--- Begin ---
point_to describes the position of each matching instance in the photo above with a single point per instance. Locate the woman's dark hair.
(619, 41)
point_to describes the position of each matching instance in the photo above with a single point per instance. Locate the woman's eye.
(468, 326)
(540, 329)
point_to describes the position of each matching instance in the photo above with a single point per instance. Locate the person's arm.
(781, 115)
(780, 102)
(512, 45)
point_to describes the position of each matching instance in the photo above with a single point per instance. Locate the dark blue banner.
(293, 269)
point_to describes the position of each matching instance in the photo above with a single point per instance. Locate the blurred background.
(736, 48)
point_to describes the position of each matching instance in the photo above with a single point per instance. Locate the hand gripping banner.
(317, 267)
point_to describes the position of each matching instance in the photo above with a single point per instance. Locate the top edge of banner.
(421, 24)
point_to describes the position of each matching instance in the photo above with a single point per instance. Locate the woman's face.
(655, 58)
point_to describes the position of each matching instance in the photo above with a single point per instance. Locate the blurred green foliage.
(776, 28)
--- End ---
- [Written problem]: Reproduce verbatim every line of the records from the one containing "hand gripping banner." through the final line, with both included.

- [Answer in full]:
point_to describes the position of each matching instance in the photo above with a single point per instance. Locate the hand gripping banner.
(317, 267)
point_to describes the position of each matching instance in the photo above with a single point per instance. Locate the top edge of banner.
(421, 24)
point_to describes the position of each matching instance in the photo above with a single point per instance. Locate the woman's face.
(655, 58)
point_to describes the position of each matching instance in the photo above with a single point per instance. Locate the blurred green foliage.
(776, 28)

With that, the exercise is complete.